- EXERCISE INSTRUCTIONS
Please continue the forum thread about Frog Tape from the point where it stops.

- SELECTION

▼

# So upset with Frog Tape



## sbruce14 (Jun 30, 2011)

We just bought a home that was a forclosure, my husband & I went to our local Lowes Dept store & purchased the Frog Tape, supposingly being told it was the #1 tape to be used. Well with all that said when I went to remove the tape as soon as I finished painting our Modeling is STRIPPED! It is totally ruined! I contacted the Frog Tape Co & was told that it could have been from the bond on our modeling not being good when it was made yrs ago! Are you kidding me! It did not state anywere on the package that we should TEST a STRIP on our Modeling! It stated it could be used on ALL surfaces! Well we will NEVER purchase this product again! An if something isn't done to fix our damage WE WILL SEEK LEGAL MATTERS! Modeling isn't cheap & it wasn't my fault what happened! The company needs to take Responsibility for there PRODUCTS! With all this said if you choose to but it, Good luck! :furious::furious::furious::furious::furious::furious::furious:


----------



## Stanchek (May 1, 2011)

▲

- MATERIAL PROVIDED
▼

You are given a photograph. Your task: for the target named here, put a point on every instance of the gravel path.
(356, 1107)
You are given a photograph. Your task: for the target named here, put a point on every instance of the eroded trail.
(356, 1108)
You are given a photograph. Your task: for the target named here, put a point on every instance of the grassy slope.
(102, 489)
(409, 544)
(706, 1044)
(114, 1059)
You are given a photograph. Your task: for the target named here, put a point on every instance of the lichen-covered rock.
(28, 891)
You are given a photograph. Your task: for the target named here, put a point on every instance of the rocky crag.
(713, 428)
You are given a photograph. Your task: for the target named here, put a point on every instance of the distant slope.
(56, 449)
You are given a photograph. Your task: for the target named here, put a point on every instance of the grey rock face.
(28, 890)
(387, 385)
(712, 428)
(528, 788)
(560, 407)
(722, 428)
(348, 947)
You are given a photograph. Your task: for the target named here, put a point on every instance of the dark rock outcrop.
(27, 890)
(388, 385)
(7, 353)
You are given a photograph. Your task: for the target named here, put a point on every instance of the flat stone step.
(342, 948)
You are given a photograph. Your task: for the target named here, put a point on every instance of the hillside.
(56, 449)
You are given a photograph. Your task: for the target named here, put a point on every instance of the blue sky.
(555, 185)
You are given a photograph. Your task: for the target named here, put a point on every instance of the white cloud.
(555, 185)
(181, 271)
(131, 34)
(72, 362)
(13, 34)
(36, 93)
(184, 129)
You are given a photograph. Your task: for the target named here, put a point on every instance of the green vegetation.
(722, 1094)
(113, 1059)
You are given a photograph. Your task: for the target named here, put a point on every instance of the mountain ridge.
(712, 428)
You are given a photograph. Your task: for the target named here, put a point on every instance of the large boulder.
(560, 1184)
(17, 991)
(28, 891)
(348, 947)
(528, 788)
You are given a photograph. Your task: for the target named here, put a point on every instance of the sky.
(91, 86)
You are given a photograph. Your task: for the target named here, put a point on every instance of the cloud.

▲

- RESPONSE FOR THIS EXERCISE
sbruce14 said:


> We just bought a home that was a forclosure, my husband & I went to our local Lowes Dept store & purchased the Frog Tape, supposingly being told it was the #1 tape to be used. Well with all that said when I went to remove the tape as soon as I finished painting our Modeling is STRIPPED! It is totally ruined! I contacted the Frog Tape Co & was told that it could have been from the bond on our modeling not being good when it was made yrs ago! Are you kidding me! It did not state anywere on the package that we should TEST a STRIP on our Modeling! It stated it could be used on ALL surfaces! Well we will NEVER purchase this product again! An if something isn't done to fix our damage WE WILL SEEK LEGAL MATTERS! Modeling isn't cheap & it wasn't my fault what happened! The company needs to take Responsibility for there PRODUCTS! With all this said if you choose to but it, Good luck! :furious::furious::furious::furious::furious::furious::furious:


I don't mean to sound stupid, but what do you mean by modeling? Do you mean molding? If so, it's very common for molding paint to peel off with the tape if it wasn't painted properly. By this I mean they didn't use primer or painted latex paint over oil. Either way, it wouldn't matter what tape you use, it WILL peel it up. Maybe they should tell you to test a spot, but I don't think you would win in court. Sorry.


----------



## STL B. (Oct 29, 2010)

> WE WILL SEEK LEGAL MATTERS!


Cool just what everyone needs another warning sticker. It will be just as usefull as the stickers on pools "dont drown" or the warning on a box of bullets "caution can cause injury or death" well suprise.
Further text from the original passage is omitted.